··· Brano riportato ···
Il nuovo crollo della "coscienza bicamerale"
J. Jaynes nel suo libro "Le origini della coscienza e il crollo della mente biacamerale" (Adelphi) sostiene che fino al 3000 a.C. l'uomo fosse totalmente privo di "coscienza". Un'attenta lettura dell'Iliade, uno dei più antichi libri scritti, evidenzia proprio attraverso i suoi personaggi le caratteristiche peculiari della bicameralità: la assenza di coscienza soggettiva, l'assenza di un "Io" e di uno spazio mentale per l'introspezione, il comportamento da "automa" in situazioni di stress che richiedano decisioni, l'ascolto allucinatorio di voci interne riferite a dèi esterni.
Un aspetto interessante della teoria bicamerale riguarda la separazione degli emisferi cerebrali del cervello umano (modello neurofiosiologico di split-brain).
··· Elenco ···
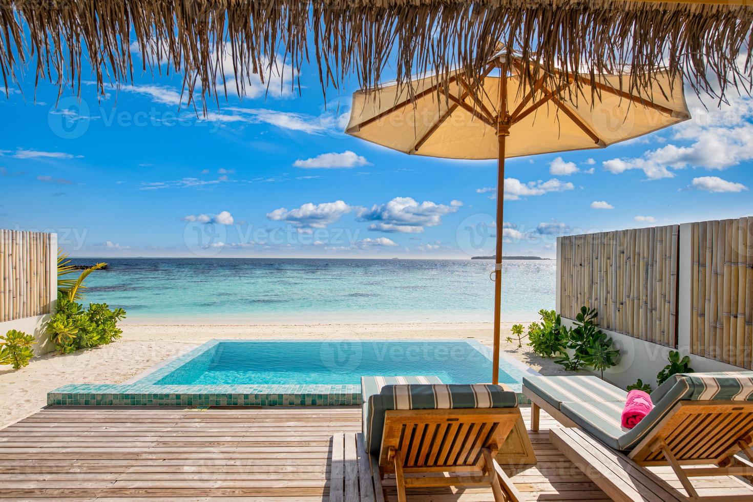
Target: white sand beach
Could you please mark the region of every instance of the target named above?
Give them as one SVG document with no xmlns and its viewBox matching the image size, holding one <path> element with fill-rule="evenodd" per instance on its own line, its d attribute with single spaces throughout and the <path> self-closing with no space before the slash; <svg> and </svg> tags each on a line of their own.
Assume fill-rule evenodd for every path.
<svg viewBox="0 0 753 502">
<path fill-rule="evenodd" d="M 514 323 L 505 323 L 502 337 Z M 70 383 L 122 383 L 168 357 L 212 339 L 454 339 L 492 343 L 491 323 L 334 323 L 319 324 L 123 324 L 123 338 L 108 345 L 70 354 L 47 354 L 18 370 L 2 367 L 0 427 L 47 404 L 47 393 Z M 547 375 L 561 367 L 502 340 L 502 354 Z"/>
</svg>

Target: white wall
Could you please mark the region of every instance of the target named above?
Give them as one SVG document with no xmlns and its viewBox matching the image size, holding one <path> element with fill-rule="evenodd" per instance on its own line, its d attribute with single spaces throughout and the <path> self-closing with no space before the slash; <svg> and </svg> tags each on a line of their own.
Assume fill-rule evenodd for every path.
<svg viewBox="0 0 753 502">
<path fill-rule="evenodd" d="M 664 347 L 623 335 L 615 331 L 602 330 L 611 337 L 614 348 L 620 350 L 620 360 L 617 366 L 604 372 L 604 378 L 614 385 L 625 388 L 641 379 L 644 383 L 657 387 L 657 373 L 669 364 L 667 357 L 670 350 L 677 350 L 681 356 L 691 357 L 691 367 L 697 372 L 743 371 L 744 368 L 691 354 L 691 274 L 693 271 L 693 254 L 691 242 L 692 224 L 680 225 L 680 266 L 678 271 L 680 294 L 678 298 L 678 347 Z M 559 242 L 557 242 L 557 312 L 561 311 L 559 303 L 559 269 L 561 263 Z M 562 324 L 572 327 L 572 319 L 562 318 Z M 747 371 L 747 370 L 745 370 Z"/>
<path fill-rule="evenodd" d="M 50 254 L 50 269 L 57 269 L 57 234 L 52 234 L 50 248 L 52 252 Z M 55 312 L 55 305 L 57 303 L 57 274 L 50 274 L 50 312 Z M 26 334 L 34 335 L 37 340 L 34 345 L 34 355 L 47 354 L 55 350 L 55 345 L 50 343 L 47 336 L 44 333 L 44 325 L 50 320 L 50 314 L 44 315 L 35 315 L 32 317 L 14 319 L 0 322 L 0 334 L 5 335 L 9 330 L 17 330 L 23 331 Z"/>
</svg>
···
• Istruzioni:
1 – Elenca le caratteristiche della bicameralità che, secondo il brano sulla coscienza bicamerale, emergono dai personaggi dell'Iliade.
2 – Rispondi in breve alle domande seguenti sul brano sulla coscienza bicamerale.
(a) Fino a quale data, secondo Jaynes, l'uomo sarebbe stato privo di "coscienza"?
(b) Quale editore è indicato tra parentesi accanto al titolo del libro di Jaynes?
(c) Quale aspetto della teoria bicamerale viene definito interessante?
3 – Riprendi il brano sulla coscienza bicamerale e portalo avanti a partire dall'ultima frase riportata.

• Risposte per esercizio:
1 –
- L'assenza di coscienza soggettiva
- L'assenza di un "Io" e di uno spazio mentale per l'introspezione
- Il comportamento da "automa" in situazioni di stress che richiedano decisioni
- L'ascolto allucinatorio di voci interne riferite a dèi esterni

2 –
(a) Fino al 3000 a.C.
(b) Adelphi.
(c) La separazione degli emisferi cerebrali del cervello umano.

3 –
Questa struttura "rappresentava" il substrato biofunzionale della percezione di voci allucinatorie come altre da sé.
L'emisfero destro aveva una funzione vestigiale-divinatoria e quindi era maggiormente in rapporto con la percezione del tutto (gestalt), della divinità; si può dire che "generasse" le voci stesse (come peraltro accade in esperimenti di stimolazione elettrica). L'emisfero sinistro era più collegato con funzioni pragmatiche (linguaggio, prassie) quindi con l'uomo stesso e con il principio di realtà; si può dire che l'emisfero sinistro udisse le voci generate dal suo controlaterale - "gemello destro".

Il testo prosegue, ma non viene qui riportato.